Before that experience, we both had a fairly simple intuition that “one case leads to one result”, that in all likelihood no one had to teach us, that was in our own practice true 100% of the time up until then. In my view thats a very good place to be as a developer.


#10

This is an interesting experience report, thanks for the feedback.

If I’m honest, I would never have believed that seeing the switch statement you showed, anyone would not have “any clue what is going on”. To me it seems like there is exactly one possible thing that could mean. Of course, as I said, it’s been over a decade since I first encountered or-patterns.

When I started reading the above I thought you were going to document a case where someone mistakenly had the same action for two cases because they had simply forgotten to add the first case’s behaviour. I certainly think that’s a possible negative point for or-patterns.


#11

Hi,

First of all you’re right there isn’t a big need for this. But I guess you’re implying that the negative of increasing the complexity of the language is not worth the advantages here.

Yes, you can always define a lambda to get around two patterns having the same ‘complicated’ expression. The two disadvantages are that you are forced to think of a name for the lambda, and secondly, the lambda may have to be defined at some distance from its use-cases. Often the cases you wish to lump together are the “uninteresting” ones, and often you want to have the “interesting” cases first, which means you end up with:

let
   common x =
        ...
in
case ... of
    Interesting ->
        ... 
    AnotherInteresting ->
       ...
   ... maybe more interesting cases ...
   Uninteresting x ->
       common x
   AnotherUninteresing x ->
       common x

Add to this that although Interesting and AnotherInteresting are different, they may share some of their associated expressions so you have to factor out that common expression as well.

let
   common x =
        ...
   interestingSubExp a =
        ....
in
case ... of
    Interesting ->
        ... interestingSubExp a ...
    AnotherInteresting ->
       ...  ... interestingSubExp a ... ...
   ...

> _DATASET EXCERPT_

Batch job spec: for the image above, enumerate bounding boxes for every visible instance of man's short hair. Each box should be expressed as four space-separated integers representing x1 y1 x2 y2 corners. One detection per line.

> _TASKS TO CARRY OUT_
(1) Write out the part of the forum thread on or-patterns from "This is an interesting" up to and including "first encountered or-patterns.".
(2) Put this sentence from the forum thread on or-patterns into Spanish: "I certainly think that’s a possible negative point for or-patterns."
(3) Pick up the forum thread on or-patterns where it stops and keep writing.

> _OUTPUTS FOR THE TASKS_
(1)
This is an interesting experience report, thanks for the feedback.

If I’m honest, I would never have believed that seeing the switch statement you showed, anyone would not have “any clue what is going on”. To me it seems like there is exactly one possible thing that could mean. Of course, as I said, it’s been over a decade since I first encountered or-patterns.

(2) Ciertamente creo que ese es un posible punto negativo de los or-patterns.

(3)
   Uninteresting x ->
       common x
   AnotherUninteresing x ->
       common x

So now, you have to decide the order of your let declarations, either interestingSubExp is separated from its uses by the common declaration or common is even further away from its use cases.

Why do I care so much about definition/use distance? There is at least some theorising (some might even say evidence) that this distance increases the odds of bugs being introduced. See for example:
Software Metrics: Measuring Haskell by Chris Ryder and Simon Thompson

Software Metics: Measuring Haskell
In all but the most trivial program there will be several declarations which will interact.
The interactions between declarations are often described by def-use pairs
[RW85]. For instance, the def-use pair (a,b) indicates that b uses the declaration
a. Metrics that use def-use pairs are most often concerned with the testability of
programs, because def-use pairs indicate interactions that might require testing.
When one considers a def-use pair, there will inevitably be a distance between
the location of the use and the declaration in the source code. One hypothesis is
that the larger the distance, the greater the probability that an error will occur in
the way that declaration is used. Distance may be measured in a number of ways:

(do note the paper is at least a decade old, but interesting nonetheless).
You can argue with their methodology somewhat, but the rough idea is to check whether code changes over time and if it does then you surmise that it needed to be changed, either because it contained a bug, or because the person updating it figured their update was an improvement. The authors define 4 distance metrics:

  1. Number of new scopes
  2. Number of declarations brought into scope
  3. Number of source lines
  4. Number of parse tree nodes

Software Metics: Measuring Haskell
None of the distance measures were significant at the 5% level for the Peg
Solitaire program, however they were all significant for the Refactoring program.
Most of the measures resulted in correlations between 0.4 (0.16) and 0.55 (0.303),
but the greatest correlation was provided by the Distance by the sum of the number
of scopes metric, with a correlation of 0.632 (0.399). These results seem to
confirm that the greater the distance between where something is used and where
it is declared, the greater the probability of an error occurring in how it is used

A couple of things:

  1. I don’t find these results all that convincing or reliable.
  2. However, my intuition is that these results understate the importance of distance between def/use pairs. But I don’t have much concrete logic to explain why that’s my intuition, and of course your intuition might be the exact opposite.

As a final final point, I recognise that often defining a name for something is of value. With an or-pattern though, you perhaps aren’t forced to think of a name for something unnaturally and if you do decide it is better with the name, then the definition of the name is right next to the use of it.


#12

I have a habit of clearly documenting such cases, in any language I use them in, so that it’s clear that there is no mistake or some code forgotten:

switch(action.type) {
     case "action1": -- FALL THROUGH
     case "action2":
        return behavior(state)

#13

Well, the fact that I don’t see it does not mean it’s not there. However, without a real use case, the question or negatives vs. advantages is not possible to answer.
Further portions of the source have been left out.